**Records for this exercise:**

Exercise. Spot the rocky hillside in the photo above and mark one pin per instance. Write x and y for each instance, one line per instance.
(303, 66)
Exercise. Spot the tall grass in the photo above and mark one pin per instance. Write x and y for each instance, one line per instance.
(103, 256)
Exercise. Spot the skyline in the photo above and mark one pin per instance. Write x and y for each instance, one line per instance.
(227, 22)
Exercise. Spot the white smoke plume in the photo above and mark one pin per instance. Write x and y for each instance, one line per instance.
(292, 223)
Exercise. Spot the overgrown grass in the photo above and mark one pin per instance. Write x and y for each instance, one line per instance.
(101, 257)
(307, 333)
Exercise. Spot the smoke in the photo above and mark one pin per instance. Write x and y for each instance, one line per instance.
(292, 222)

**Instructions for the task:**
Copy the rows word for word, beginning at the line that contains "Exercise. Spot the overgrown" and continuing through the last line of the rows.

**Result for this exercise:**
Exercise. Spot the overgrown grass in the photo above and mark one pin per instance. Write x and y for each instance, one line per instance.
(101, 257)
(307, 333)
Exercise. Spot the smoke in the photo above and mark one pin per instance. Write x and y for each instance, one line per instance.
(292, 222)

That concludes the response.